* Texto proporcionado:

* * *

Por último, los bancos centrales también pueden hacer algo en cuanto a la desigualdad con una buena regulación prudencial, promoviendo el desarrollo y la inclusión financiera, y asegurando pagos seguros y efectivos.

Todo esto es sensato, hasta cierto punto. Está claro, por ejemplo, que la caída de las tasas de interés reales y que las políticas monetarias laxas han tendido a elevar los precios de los activos, en beneficio de los más ricos. Pero, curiosamente, el impacto medido sobre la desigualdad de la riqueza no ha sido tan dramático como se pudiera haber anticipado. Más importante aún, no habría tenido sentido adoptar una política monetaria deliberadamente más restrictiva únicamente para reducir los precios de los activos.

Esto habría reducido la actividad y aumentado el desempleo. Eso es lo peor que podría pasarles a las personas que dependen de su salario para ganarse la vida. Mientras tanto, ¿cómo estaría mejor la mayoría de las personas, que casi no posee activos, si los multimillonarios fueran un poco más pobres? Sería una locura que los bancos centrales causaran caídas para reducir los precios de los activos.

* * *

* Datos de origen:
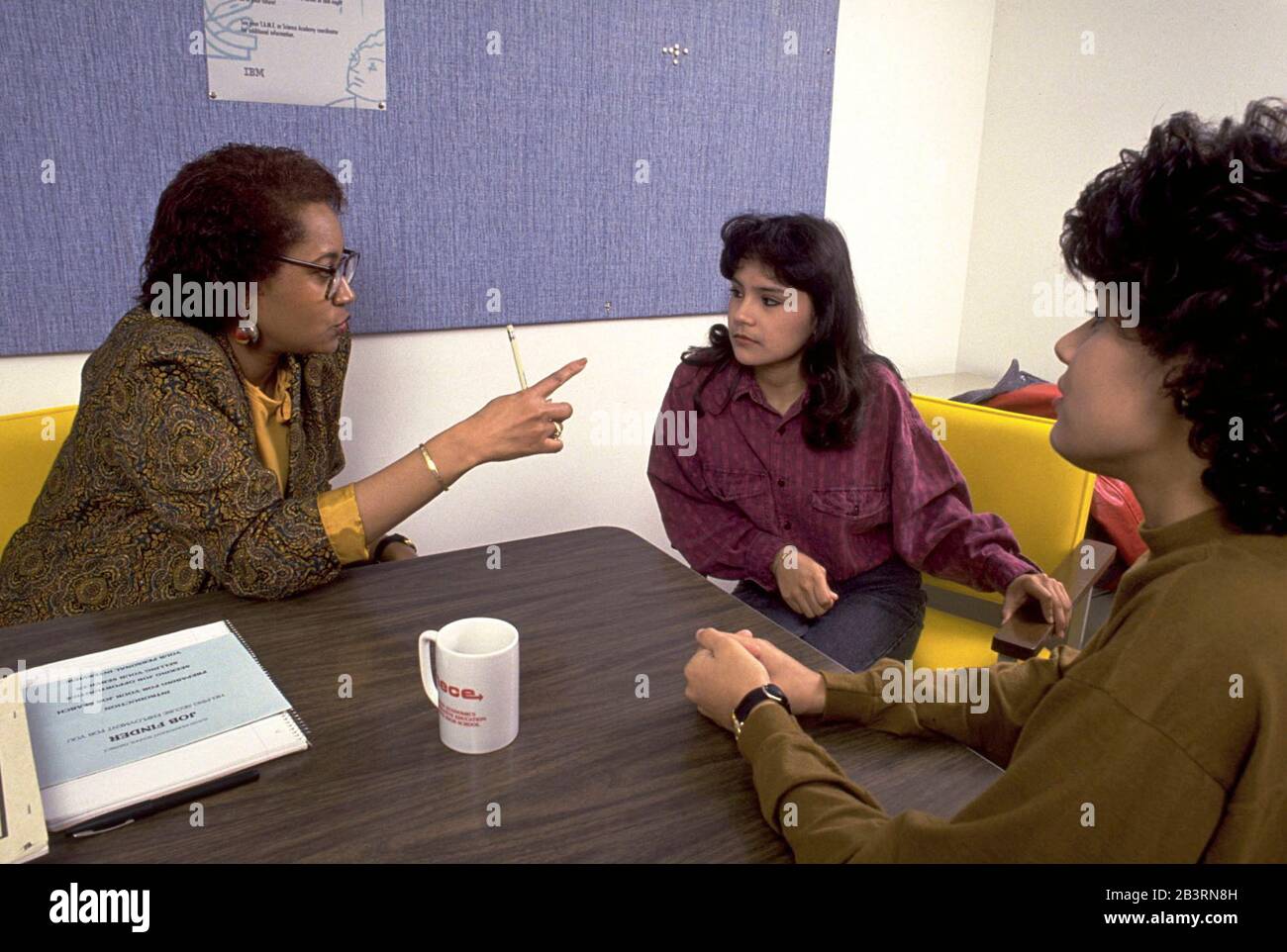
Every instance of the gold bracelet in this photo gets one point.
(433, 467)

* * *

* Instrucciones:
1/ Responda brevemente a las siguientes preguntas sobre el texto acerca de los bancos centrales y la desigualdad:
(a) ¿De qué tres maneras pueden los bancos centrales hacer algo en cuanto a la desigualdad?
(b) ¿A qué han tendido a elevar la caída de las tasas de interés reales y las políticas monetarias laxas, y en beneficio de quiénes?
(c) ¿Qué dos efectos habría tenido una política monetaria deliberadamente más restrictiva?
2/ Prosiga el texto sobre los bancos centrales y la desigualdad a partir del punto en que termina.
Las líneas no guardan relación alguna con el texto sobre los bancos centrales y la desigualdad.

* Respuestas esperadas:
1/
(a) Con una buena regulación prudencial, promoviendo el desarrollo y la inclusión financiera, y asegurando pagos seguros y efectivos.
(b) Han tendido a elevar los precios de los activos, en beneficio de los más ricos.
(c) Habría reducido la actividad y aumentado el desempleo.

2/
Una preocupación más relevante surge de la demanda contemporánea dominante de “calentar la economía”. Eso plantea dos peligros reales (y posiblemente relacionados): la inflación y la inestabilidad financiera.

Sobre el primero, los defensores de este enfoque argumentan que no se puede saber dónde se encuentra el riesgo de una inflación significativa sin empujar a la economía no sólo hasta el límite, sino más allá de él. Pero eso también pudiera resultar costoso si, como algunos temen, la inflación se dispara y ese rebasamiento resulta muy costoso de revertir.

En cuanto a lo segundo, se tiene la esperanza de que unas regulaciones sofisticadas contengan la inestabilidad financiera, incluso en el entorno monetario más fácil imaginable. Eso pudiera ser cierto, bajo las regulaciones ideales. Pero las regulaciones nunca son ideales. Además, ya es fácil identificar las vulnerabilidades, particularmente en el sector financiero no bancario. Simplemente hay demasiada deuda. Eso puede estar bien si las tasas de interés se mantienen bajas. Pero, ¿seguirán siendo bajas? Centrarse en los resultados, no en los pronósticos, hace que esto sea menos probable.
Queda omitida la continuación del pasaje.